Records for the exercise:
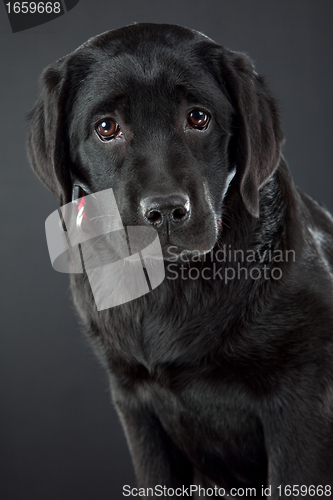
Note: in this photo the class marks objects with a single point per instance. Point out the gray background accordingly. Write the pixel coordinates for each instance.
(60, 436)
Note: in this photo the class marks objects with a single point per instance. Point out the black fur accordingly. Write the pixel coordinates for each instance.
(223, 383)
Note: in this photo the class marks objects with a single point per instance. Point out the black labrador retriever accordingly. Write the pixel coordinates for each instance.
(223, 375)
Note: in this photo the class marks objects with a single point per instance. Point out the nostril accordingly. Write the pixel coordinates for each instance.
(165, 209)
(178, 214)
(154, 217)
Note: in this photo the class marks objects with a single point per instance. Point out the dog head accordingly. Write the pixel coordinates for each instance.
(165, 117)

Instructions for the task:
Reproduce the data in full. Do not carry over any picture.

Solution to the exercise:
Note: in this photo the class marks objects with a single point per instance. Point out the gray background accordingly. Write the pixel coordinates for each instance.
(60, 436)
Note: in this photo the class marks objects with a single point per instance. Point out the black fur accordingly. Write the pixel coordinates for each instance.
(223, 383)
Note: in this photo the class marks objects with a single point per instance. Point out the black labrador retriever accordingly. Write the pixel coordinates for each instance.
(223, 375)
Note: in this photo the class marks objects with a single point per instance. Point out the nostril accordingly. Write the pixel coordinates for each instance.
(165, 209)
(178, 214)
(154, 217)
Note: in this photo the class marks objects with a single point per instance. Point out the dog head accordingly. Write the pixel coordinates for each instance.
(165, 117)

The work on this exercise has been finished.